**TEXTO**
Hoje comum na atividade de profissionais da Odontologia, o laser não é uma novidade. O reconhecimento por sua invenção foi alvo de uma disputa de cerca de 30 anos entre físicos norte-americanos e russos, mas todos eles partiram de um estudo desenvolvido por Albert Einstein, em 1917, que falava sobre a “teoria quântica da radiação”. Em 1957, após muitas pesquisas, o cientista norte-americano Gordon Gould cunhou o termo LASER, como uma sigla que, traduzida para o português, significa amplificação da luz por emissão estimulada de radiação.

Simultaneamente, os cientistas Charles Townes e Arhtur Schawlow, também dos Estados Unidos, elaboravam estudos no mesmo sentido, mas saíram à frente de Gould, patenteando a invenção, descrevendo a teoria que consistia em colocar os átomos a serem estimulados em uma cavidade longa e estreita com espelhos refletivos para fortalecer o processo de emissão de fótons (partículas de luz), produzindo uma reação em cadeia. Basicamente, a mesma ideia de Gould.

Townes se juntou aos russos Aleksandr M. Prokhorov e Nicolai G. Basov para desenvolver a invenção, o que lhes rendeu um prêmio Nobel de Física em 1964. Em 1981, Shawlow recebeu o mesmo prêmio pelos avanços que teve no uso do laser. Enquanto isso, Gould lutou por décadas pelo reconhecimento de que a ideia original partiu dele. Em 1979, seus escritos foram finalmente considerados pioneiros pelo Escritório de Patentes dos Estados Unidos. Mas, somente em 1985, ele foi ressarcido em um processo milionário pelo direito a royalties sobre a invenção, o que lhe rendeu uma aposentadoria de US$ 46 milhões. Mas, nenhum desses cientistas participou da fabricação da primeira máquina de laser, cuja iniciativa foi do norte-americano Theodore Maiman, em 1960.

Historiadores e especialistas em tecnologia preferem não vincular a invenção do laser a um único cientista, dizendo que todos tiveram enorme participação e importância no desenvolvimento desta tecnologia.

Ao longo do tempo, e cada vez mais, são descobertas novas aplicações para o uso do laser em diversas áreas, e já é impossível imaginar o mundo sem ele. A tecnologia, que foi descoberta muito antes de se determinar sua serventia, era descrita pela cientista Irnee D’Haenens, que trabalhava com Maiman, como “uma solução em busca de um problema”.

O laser na Odontologia

A invenção do laser movimentou vários ramos da indústria, desde a fabricação de materiais e equipamentos para diversos fins até o uso nas áreas da Saúde, onde é aplicado em processos terapêuticos e cirúrgicos, inclusive na Odontologia.

**INSTRUÇÕES DE TRABALHO**
(a) Segundo o texto sobre o laser, em que ano Gordon Gould cunhou o termo LASER?
(b) Reproduza o trecho do texto sobre o laser que começa em "Simultaneamente, os cientistas" e termina em "ideia de Gould.".
(c) Diga se cada afirmação concorda com o texto sobre o laser, respondendo sim ou não e citando as palavras do texto que decidem a questão: (i) Theodore Maiman tomou a iniciativa de fabricar a primeira máquina de laser, em 1960. (ii) Os historiadores atribuem a invenção do laser a um único cientista. (iii) Em 1979, o Escritório de Patentes dos Estados Unidos considerou pioneiros os escritos de Gould.

**ENTRADAS FORNECIDAS**

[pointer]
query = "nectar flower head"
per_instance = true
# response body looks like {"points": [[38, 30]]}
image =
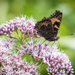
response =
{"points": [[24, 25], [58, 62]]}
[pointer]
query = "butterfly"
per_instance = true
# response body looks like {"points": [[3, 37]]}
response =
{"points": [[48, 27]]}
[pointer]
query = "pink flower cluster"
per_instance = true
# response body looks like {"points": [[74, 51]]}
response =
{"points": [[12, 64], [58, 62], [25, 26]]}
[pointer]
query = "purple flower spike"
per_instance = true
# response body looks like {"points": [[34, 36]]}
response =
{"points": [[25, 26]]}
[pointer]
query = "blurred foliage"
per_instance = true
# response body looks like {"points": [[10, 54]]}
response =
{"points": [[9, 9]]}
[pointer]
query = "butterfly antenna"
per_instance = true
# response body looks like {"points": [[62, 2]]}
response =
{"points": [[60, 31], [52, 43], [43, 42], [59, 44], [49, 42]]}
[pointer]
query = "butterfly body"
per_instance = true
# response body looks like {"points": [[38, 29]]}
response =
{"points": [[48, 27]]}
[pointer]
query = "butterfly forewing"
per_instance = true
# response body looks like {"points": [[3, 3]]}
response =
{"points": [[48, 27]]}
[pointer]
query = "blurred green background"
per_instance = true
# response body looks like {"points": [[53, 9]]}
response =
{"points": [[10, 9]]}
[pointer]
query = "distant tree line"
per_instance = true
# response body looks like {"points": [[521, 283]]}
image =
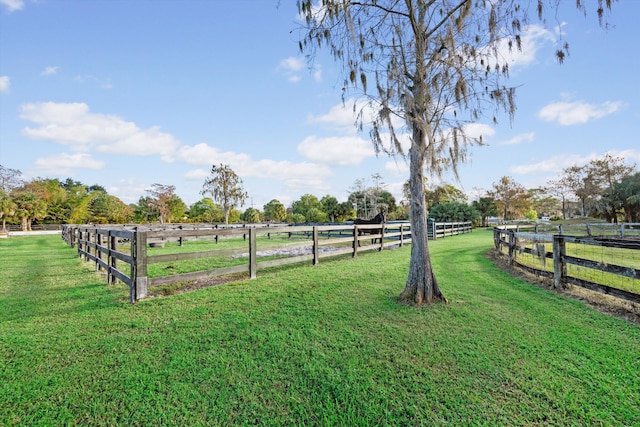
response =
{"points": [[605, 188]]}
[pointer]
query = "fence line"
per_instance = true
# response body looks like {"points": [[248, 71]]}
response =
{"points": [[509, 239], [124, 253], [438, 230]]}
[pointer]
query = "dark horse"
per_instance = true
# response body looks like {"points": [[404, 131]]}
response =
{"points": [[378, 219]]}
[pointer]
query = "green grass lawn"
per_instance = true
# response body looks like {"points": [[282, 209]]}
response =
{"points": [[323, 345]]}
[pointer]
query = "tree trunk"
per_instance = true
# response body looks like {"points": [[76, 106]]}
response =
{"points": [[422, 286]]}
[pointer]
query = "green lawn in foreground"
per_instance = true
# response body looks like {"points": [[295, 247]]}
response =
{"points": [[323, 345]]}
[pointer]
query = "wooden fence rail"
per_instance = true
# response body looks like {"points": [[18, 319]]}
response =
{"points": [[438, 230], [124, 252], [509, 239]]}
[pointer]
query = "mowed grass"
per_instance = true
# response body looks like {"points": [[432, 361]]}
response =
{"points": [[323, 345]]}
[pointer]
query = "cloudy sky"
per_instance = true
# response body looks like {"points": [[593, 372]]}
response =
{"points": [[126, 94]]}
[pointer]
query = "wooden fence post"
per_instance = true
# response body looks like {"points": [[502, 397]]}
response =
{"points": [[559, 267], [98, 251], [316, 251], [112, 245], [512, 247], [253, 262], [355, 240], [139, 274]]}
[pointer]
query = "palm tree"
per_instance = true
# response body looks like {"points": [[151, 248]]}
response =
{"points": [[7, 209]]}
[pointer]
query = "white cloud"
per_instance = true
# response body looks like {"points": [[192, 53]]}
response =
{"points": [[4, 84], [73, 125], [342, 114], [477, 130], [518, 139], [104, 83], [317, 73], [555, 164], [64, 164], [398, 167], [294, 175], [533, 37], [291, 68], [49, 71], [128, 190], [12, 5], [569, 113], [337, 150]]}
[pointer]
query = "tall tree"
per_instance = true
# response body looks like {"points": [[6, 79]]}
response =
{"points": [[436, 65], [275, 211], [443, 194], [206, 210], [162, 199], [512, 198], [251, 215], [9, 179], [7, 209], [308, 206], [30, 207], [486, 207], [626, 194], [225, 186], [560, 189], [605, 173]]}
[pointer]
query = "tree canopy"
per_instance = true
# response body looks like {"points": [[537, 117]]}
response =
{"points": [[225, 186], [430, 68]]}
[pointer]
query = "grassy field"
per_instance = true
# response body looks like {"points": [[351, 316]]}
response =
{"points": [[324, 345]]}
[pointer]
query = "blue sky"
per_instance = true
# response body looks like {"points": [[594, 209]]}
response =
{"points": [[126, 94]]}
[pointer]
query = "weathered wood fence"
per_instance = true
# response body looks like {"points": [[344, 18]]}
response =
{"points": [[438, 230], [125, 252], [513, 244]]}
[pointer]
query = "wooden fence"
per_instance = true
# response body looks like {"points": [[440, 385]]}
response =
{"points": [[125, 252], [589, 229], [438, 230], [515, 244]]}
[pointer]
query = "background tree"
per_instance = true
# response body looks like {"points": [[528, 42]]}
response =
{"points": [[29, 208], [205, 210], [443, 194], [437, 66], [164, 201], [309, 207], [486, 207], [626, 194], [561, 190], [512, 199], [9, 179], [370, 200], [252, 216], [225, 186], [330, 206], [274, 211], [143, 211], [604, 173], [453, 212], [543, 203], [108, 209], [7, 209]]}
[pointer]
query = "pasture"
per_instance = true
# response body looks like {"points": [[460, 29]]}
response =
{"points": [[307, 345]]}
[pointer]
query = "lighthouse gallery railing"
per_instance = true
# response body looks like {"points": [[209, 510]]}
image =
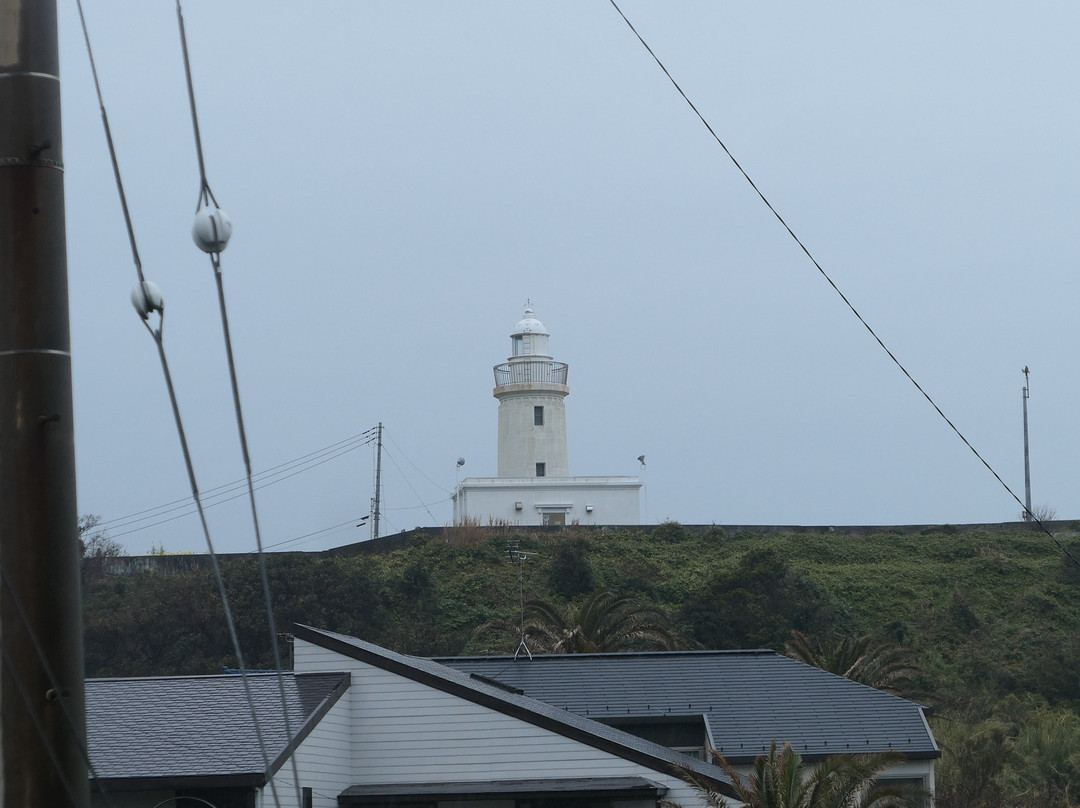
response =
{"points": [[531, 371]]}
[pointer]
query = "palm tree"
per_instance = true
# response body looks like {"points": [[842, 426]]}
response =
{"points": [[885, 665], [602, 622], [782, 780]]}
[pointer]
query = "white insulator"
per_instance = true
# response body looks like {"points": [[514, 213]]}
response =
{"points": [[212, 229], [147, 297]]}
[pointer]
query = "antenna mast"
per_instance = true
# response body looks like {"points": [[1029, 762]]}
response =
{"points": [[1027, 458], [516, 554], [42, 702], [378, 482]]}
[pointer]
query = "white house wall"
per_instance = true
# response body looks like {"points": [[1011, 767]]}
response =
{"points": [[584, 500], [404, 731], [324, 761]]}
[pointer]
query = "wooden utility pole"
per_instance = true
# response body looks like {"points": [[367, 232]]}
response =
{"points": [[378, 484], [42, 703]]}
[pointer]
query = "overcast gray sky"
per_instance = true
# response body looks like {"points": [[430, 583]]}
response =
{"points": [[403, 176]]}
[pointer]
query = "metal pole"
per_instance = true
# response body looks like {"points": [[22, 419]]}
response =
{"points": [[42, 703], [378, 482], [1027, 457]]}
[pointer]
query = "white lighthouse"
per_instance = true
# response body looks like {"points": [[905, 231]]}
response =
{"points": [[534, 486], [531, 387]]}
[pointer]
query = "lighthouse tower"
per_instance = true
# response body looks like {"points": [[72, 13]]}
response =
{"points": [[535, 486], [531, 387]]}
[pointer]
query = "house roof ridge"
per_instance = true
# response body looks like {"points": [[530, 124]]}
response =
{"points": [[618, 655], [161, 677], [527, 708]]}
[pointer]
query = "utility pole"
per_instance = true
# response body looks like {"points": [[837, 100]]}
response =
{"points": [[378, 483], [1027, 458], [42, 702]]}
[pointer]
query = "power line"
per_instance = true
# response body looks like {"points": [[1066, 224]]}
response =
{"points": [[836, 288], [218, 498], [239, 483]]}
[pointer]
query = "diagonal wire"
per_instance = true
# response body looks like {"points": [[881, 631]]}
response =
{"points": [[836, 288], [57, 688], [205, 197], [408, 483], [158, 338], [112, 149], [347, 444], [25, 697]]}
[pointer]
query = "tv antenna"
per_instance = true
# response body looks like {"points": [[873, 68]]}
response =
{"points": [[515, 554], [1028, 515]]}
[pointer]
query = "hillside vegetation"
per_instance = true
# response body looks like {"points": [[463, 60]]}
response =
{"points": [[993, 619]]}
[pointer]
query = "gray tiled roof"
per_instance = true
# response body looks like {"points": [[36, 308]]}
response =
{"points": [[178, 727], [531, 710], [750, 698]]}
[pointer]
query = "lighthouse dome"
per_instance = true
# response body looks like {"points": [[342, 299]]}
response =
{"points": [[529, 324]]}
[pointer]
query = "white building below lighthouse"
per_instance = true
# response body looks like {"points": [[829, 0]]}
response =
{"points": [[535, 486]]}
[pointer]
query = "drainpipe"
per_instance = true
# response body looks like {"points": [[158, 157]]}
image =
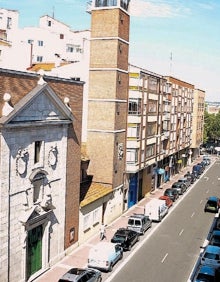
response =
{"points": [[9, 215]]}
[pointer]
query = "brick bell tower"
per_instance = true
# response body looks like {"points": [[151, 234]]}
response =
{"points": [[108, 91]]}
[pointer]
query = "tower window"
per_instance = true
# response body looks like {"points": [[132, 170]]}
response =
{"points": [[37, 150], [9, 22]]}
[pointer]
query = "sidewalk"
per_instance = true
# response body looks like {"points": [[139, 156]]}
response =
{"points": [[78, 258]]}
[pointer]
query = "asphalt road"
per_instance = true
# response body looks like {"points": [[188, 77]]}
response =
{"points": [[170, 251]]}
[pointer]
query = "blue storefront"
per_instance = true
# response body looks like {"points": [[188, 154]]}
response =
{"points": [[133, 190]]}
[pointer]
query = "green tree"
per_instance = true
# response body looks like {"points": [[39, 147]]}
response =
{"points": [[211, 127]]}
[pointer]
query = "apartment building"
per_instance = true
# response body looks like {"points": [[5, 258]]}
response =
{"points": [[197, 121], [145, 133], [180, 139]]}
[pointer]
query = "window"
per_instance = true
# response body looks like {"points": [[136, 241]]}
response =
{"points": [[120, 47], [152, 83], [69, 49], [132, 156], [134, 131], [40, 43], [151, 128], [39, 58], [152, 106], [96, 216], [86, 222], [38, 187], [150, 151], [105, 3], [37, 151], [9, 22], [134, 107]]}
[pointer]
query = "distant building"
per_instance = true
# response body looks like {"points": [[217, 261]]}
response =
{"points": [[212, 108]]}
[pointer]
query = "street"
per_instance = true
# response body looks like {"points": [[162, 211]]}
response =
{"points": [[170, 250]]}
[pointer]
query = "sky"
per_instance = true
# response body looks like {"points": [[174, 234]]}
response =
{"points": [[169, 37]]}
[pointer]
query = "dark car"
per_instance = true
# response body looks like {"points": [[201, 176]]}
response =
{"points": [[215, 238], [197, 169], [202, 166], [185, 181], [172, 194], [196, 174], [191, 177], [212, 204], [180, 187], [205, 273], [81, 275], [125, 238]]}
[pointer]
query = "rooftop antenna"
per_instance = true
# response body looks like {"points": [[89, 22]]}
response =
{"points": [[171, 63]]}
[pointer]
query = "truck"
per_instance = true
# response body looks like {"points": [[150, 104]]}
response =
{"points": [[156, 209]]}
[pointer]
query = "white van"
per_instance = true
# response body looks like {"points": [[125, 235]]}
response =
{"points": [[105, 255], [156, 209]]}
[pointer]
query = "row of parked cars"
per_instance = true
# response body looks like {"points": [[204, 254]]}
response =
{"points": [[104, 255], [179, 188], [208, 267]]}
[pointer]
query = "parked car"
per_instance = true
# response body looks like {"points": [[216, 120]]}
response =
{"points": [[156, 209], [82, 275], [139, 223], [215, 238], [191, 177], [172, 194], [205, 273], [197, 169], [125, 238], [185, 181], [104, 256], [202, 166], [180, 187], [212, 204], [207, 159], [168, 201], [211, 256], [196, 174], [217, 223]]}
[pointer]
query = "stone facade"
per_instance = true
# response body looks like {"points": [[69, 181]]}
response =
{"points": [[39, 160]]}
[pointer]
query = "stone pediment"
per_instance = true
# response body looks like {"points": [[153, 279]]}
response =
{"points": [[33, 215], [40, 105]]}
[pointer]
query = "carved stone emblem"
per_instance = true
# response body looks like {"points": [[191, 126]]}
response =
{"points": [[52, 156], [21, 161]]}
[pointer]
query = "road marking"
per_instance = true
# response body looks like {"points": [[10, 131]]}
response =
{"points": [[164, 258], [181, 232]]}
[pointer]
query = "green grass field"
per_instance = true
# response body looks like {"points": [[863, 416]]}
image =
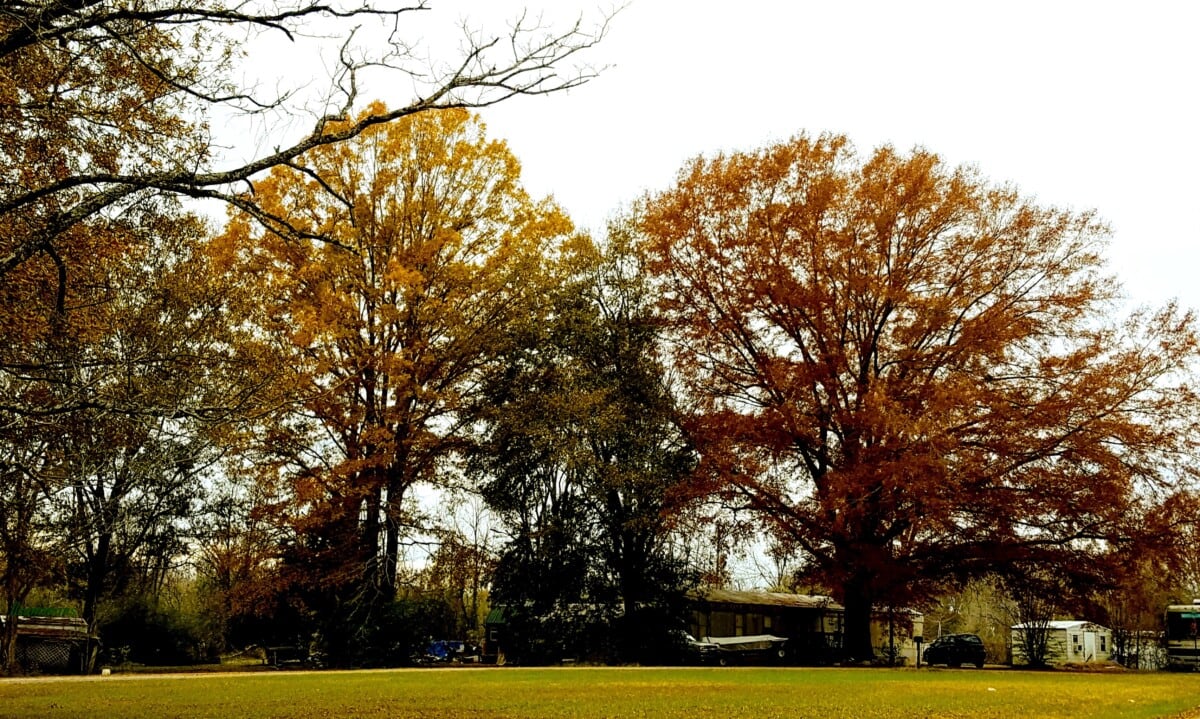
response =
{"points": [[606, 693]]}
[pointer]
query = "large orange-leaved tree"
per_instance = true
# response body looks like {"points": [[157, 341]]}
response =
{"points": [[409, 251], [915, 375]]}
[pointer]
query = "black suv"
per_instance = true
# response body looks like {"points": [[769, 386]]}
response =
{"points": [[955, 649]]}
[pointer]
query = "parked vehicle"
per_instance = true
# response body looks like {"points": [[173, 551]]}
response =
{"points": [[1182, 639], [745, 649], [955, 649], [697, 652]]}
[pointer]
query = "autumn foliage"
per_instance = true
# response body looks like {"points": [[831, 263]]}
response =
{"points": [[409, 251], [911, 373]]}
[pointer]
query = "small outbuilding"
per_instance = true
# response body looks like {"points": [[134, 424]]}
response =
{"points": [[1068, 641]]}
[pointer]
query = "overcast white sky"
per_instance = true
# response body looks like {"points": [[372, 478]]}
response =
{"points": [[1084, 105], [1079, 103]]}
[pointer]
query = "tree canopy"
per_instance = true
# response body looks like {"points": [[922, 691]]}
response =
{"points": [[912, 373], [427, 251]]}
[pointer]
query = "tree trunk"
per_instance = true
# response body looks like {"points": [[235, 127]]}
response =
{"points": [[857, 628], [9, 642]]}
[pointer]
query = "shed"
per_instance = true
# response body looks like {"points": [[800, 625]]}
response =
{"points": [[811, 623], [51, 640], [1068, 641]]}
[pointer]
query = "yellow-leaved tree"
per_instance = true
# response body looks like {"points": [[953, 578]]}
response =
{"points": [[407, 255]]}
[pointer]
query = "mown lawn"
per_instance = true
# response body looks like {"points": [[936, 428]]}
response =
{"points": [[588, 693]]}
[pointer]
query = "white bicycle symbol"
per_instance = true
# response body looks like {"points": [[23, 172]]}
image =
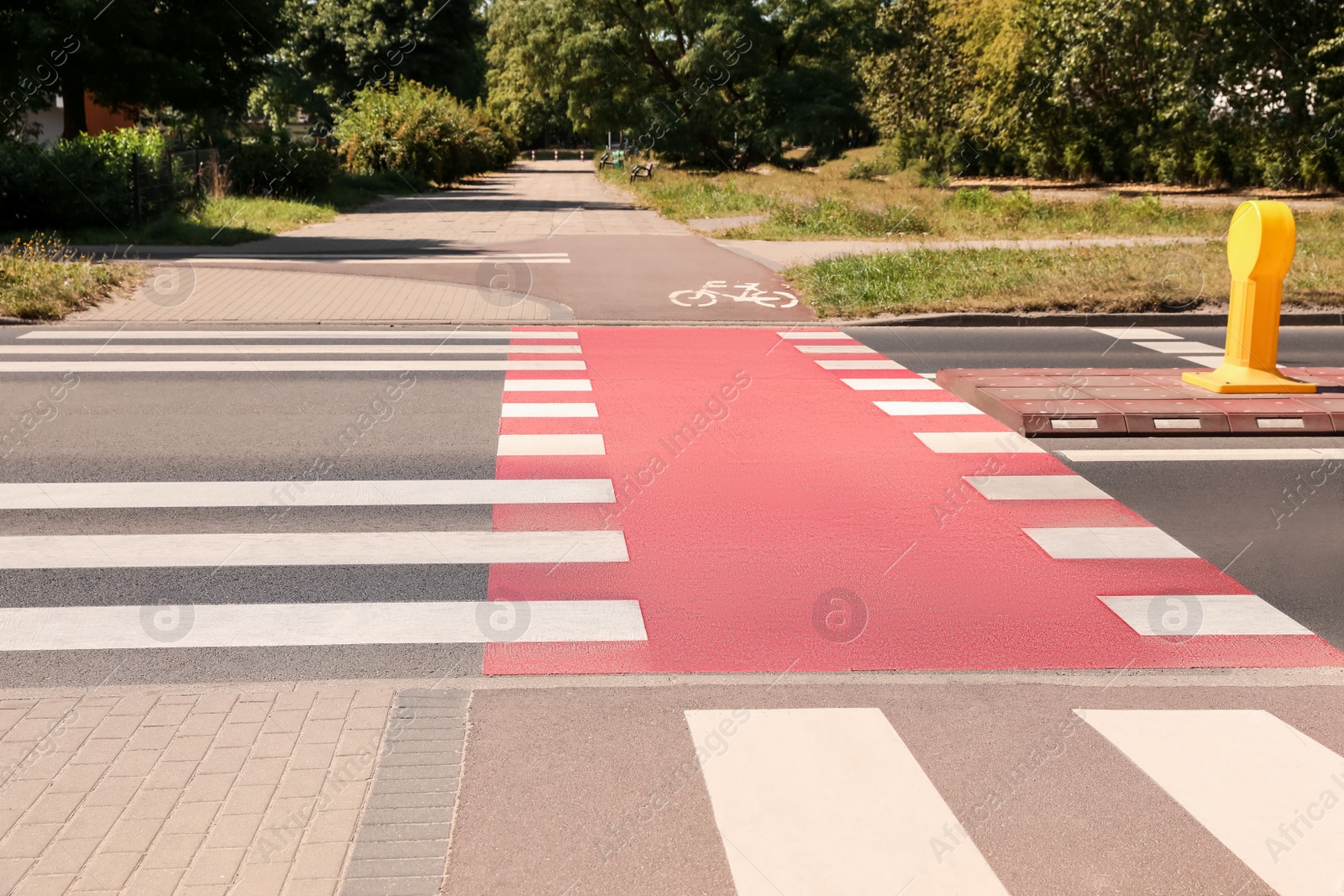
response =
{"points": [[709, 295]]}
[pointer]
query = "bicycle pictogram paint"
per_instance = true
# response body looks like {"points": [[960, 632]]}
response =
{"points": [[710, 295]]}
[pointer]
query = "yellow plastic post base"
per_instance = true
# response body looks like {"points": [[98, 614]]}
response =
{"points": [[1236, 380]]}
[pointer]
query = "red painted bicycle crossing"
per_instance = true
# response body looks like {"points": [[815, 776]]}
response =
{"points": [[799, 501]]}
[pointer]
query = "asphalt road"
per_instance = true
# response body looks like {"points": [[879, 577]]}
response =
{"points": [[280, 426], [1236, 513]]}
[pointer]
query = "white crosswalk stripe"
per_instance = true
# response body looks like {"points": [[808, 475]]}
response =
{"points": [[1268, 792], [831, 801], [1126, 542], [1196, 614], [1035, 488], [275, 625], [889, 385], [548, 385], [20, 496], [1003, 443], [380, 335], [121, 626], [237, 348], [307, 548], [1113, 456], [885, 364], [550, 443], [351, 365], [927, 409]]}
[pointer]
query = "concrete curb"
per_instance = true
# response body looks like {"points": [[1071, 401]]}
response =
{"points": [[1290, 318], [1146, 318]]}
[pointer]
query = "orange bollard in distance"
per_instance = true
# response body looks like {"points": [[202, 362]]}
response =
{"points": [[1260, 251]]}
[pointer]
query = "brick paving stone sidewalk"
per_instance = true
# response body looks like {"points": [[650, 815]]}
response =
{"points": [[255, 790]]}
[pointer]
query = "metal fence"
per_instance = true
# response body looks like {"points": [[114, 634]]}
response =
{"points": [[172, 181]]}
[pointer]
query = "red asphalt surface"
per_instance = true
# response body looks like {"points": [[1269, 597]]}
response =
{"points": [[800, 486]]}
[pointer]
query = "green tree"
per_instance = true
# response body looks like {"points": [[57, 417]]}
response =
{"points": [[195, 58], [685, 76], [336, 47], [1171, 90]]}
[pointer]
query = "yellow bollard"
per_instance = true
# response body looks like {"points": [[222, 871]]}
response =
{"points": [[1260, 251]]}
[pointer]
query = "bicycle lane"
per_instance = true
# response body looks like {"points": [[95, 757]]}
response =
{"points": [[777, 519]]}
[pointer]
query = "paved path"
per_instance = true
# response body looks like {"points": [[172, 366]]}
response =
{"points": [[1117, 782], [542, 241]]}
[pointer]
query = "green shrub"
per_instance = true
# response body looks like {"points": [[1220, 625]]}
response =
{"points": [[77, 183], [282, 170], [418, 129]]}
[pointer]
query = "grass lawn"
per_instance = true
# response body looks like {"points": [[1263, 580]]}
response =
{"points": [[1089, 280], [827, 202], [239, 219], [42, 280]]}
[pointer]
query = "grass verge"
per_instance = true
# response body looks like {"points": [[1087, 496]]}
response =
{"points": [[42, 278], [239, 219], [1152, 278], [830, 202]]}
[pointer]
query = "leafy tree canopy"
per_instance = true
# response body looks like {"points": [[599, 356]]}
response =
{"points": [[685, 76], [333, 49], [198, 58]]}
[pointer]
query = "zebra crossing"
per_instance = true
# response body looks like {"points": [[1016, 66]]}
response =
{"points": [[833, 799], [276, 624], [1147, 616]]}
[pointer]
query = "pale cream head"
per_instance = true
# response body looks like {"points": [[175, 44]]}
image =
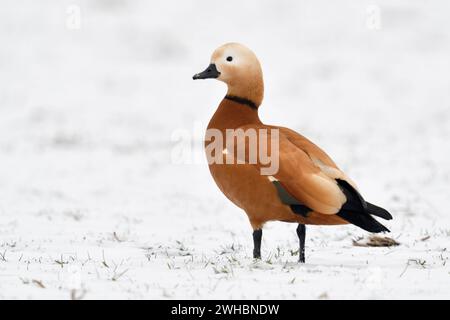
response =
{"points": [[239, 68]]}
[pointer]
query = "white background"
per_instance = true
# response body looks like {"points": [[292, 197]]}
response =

**RESPOSTAS EM ORDEM**
(a) Em 1957.

(b)
Simultaneamente, os cientistas Charles Townes e Arhtur Schawlow, também dos Estados Unidos, elaboravam estudos no mesmo sentido, mas saíram à frente de Gould, patenteando a invenção, descrevendo a teoria que consistia em colocar os átomos a serem estimulados em uma cavidade longa e estreita com espelhos refletivos para fortalecer o processo de emissão de fótons (partículas de luz), produzindo uma reação em cadeia. Basicamente, a mesma ideia de Gould.

(c)
(i) Sim: "nenhum desses cientistas participou da fabricação da primeira máquina de laser, cuja iniciativa foi do norte-americano Theodore Maiman, em 1960"
(ii) Não: "Historiadores e especialistas em tecnologia preferem não vincular a invenção do laser a um único cientista"
(iii) Sim: "Em 1979, seus escritos foram finalmente considerados pioneiros pelo Escritório de Patentes dos Estados Unidos"